Objective
Read the data and repeat all of it exactly.

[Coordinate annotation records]
★ ★ ★

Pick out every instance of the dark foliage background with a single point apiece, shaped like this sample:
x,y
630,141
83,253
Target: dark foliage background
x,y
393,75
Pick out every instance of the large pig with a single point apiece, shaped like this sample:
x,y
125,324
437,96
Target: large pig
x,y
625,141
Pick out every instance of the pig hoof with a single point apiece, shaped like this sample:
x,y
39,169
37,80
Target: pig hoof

★ ★ ★

Result
Pick out every instance of the dark foliage background with a single point apiece, shaped like this sample:
x,y
630,141
83,253
Target: dark foliage background
x,y
393,75
Pick out every instance of the large pig with a single point apiece, shaped like this sample:
x,y
125,324
437,96
Target: large pig
x,y
625,141
Pick out every instance of the pig hoof with a single point apiece, shaped like this sample:
x,y
39,169
37,80
Target: pig hoof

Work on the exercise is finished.